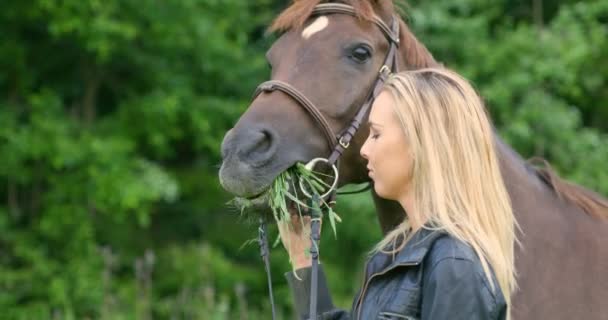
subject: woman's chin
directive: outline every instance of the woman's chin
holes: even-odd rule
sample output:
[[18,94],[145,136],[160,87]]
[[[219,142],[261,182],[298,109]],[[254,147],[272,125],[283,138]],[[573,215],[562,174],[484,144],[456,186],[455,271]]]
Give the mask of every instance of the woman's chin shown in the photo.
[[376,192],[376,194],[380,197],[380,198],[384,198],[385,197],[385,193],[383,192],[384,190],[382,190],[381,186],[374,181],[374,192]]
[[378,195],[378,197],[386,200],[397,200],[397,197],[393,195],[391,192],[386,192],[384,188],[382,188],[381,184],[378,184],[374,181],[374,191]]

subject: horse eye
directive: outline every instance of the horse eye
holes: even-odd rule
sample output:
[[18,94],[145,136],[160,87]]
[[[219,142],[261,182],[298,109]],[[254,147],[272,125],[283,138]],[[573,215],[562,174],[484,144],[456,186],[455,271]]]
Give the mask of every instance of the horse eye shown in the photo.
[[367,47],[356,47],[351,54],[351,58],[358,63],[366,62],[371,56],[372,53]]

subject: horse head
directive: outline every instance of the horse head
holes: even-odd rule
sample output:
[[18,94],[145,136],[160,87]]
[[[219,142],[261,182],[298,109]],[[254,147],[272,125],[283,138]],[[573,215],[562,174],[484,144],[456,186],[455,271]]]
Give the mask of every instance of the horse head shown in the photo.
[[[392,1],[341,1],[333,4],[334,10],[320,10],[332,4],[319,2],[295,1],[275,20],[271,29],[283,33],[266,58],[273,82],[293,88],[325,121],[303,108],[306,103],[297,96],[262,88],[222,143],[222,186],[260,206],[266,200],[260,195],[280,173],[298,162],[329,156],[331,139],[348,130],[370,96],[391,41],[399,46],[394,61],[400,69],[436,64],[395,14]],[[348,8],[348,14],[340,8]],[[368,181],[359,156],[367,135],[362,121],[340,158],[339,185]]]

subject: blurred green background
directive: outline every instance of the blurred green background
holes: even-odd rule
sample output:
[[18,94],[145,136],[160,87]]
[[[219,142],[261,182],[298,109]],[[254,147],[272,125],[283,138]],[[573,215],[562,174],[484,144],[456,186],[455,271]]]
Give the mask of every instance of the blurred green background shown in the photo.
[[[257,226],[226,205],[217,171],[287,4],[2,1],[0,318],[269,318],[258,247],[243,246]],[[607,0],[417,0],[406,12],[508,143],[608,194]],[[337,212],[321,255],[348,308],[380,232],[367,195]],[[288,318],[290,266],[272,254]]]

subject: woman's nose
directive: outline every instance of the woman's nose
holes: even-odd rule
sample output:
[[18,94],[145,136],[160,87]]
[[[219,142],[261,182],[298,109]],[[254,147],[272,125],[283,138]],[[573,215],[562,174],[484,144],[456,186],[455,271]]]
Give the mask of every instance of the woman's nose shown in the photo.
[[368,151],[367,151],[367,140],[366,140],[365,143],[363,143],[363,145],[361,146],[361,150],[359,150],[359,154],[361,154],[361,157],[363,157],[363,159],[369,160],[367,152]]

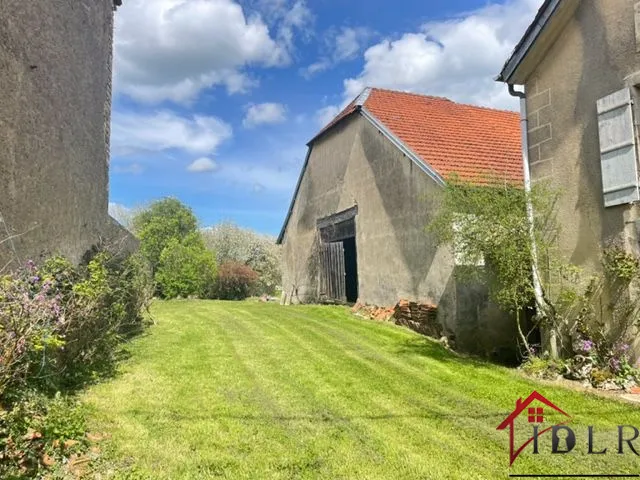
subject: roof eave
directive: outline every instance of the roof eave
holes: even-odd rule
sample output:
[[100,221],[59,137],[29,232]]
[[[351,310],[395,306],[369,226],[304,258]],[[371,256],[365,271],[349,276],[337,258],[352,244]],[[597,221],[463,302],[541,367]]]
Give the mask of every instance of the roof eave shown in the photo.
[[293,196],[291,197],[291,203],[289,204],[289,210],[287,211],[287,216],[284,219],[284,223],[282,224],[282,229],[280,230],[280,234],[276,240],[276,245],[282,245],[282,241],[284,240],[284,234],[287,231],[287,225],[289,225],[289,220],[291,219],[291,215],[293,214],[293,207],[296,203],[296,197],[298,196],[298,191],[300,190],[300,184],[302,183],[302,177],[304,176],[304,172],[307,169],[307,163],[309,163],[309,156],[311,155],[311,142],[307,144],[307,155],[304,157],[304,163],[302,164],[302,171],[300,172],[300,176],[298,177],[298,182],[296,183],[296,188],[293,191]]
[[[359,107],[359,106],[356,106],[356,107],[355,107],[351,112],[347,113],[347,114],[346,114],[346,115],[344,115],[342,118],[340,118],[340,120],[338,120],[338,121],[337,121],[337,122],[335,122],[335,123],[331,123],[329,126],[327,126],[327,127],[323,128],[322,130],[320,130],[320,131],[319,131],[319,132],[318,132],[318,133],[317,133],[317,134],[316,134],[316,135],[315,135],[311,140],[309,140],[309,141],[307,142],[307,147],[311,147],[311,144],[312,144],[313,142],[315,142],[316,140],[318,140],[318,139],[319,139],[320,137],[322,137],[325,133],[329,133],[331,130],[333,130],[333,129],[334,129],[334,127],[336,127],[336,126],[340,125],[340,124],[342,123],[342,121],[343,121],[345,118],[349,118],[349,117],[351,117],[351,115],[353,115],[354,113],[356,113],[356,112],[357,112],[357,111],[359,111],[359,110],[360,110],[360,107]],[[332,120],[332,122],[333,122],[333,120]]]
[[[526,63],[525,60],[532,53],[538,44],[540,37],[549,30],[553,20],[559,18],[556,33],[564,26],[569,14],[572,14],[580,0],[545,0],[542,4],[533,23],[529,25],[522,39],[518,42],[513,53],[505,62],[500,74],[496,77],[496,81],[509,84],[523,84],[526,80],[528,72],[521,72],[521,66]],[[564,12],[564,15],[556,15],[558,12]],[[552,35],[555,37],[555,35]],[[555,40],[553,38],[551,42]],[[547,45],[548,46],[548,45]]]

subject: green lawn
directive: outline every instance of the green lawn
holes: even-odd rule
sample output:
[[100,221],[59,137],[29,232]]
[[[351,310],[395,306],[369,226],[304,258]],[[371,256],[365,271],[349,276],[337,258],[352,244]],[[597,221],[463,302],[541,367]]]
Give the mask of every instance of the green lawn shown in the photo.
--
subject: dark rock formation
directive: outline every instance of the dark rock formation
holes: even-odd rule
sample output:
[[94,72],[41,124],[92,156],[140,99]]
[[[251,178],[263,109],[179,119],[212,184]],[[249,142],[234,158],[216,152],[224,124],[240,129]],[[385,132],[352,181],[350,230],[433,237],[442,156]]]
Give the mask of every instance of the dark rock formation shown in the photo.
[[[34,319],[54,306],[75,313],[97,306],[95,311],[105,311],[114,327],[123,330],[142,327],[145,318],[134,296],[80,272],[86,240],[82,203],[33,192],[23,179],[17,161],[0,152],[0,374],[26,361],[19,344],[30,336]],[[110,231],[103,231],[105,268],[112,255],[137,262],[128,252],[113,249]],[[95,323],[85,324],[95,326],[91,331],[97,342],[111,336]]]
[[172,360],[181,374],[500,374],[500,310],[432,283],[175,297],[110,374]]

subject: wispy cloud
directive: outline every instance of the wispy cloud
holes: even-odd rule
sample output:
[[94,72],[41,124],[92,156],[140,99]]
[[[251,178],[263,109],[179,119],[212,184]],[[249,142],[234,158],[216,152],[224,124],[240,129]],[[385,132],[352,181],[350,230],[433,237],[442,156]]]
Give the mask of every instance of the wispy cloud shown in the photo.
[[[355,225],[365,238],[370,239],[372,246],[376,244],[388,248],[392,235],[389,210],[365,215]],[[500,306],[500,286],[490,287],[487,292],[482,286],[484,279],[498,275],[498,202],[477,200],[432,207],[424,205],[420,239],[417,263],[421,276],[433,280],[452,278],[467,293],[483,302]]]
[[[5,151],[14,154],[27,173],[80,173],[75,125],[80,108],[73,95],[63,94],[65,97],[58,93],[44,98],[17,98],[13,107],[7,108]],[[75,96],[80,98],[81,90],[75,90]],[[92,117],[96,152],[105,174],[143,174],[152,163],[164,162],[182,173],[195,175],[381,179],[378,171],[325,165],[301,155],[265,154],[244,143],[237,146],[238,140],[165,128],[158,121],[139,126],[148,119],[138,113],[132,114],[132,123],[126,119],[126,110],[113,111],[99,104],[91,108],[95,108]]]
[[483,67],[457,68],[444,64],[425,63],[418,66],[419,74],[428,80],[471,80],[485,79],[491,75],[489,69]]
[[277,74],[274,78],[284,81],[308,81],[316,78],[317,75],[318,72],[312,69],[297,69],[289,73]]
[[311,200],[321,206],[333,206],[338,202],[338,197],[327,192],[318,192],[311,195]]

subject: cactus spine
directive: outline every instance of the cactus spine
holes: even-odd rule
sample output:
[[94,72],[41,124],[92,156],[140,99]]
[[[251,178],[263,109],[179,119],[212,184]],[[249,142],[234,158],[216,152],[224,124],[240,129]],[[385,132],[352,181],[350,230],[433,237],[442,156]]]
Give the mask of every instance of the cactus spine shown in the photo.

▶ [Task brief]:
Gather each line in the data that holds the string "cactus".

▶ [Expected output]:
subject: cactus spine
directive: outline every instance of the cactus spine
Give the mask of every instance of the cactus spine shown in the photo.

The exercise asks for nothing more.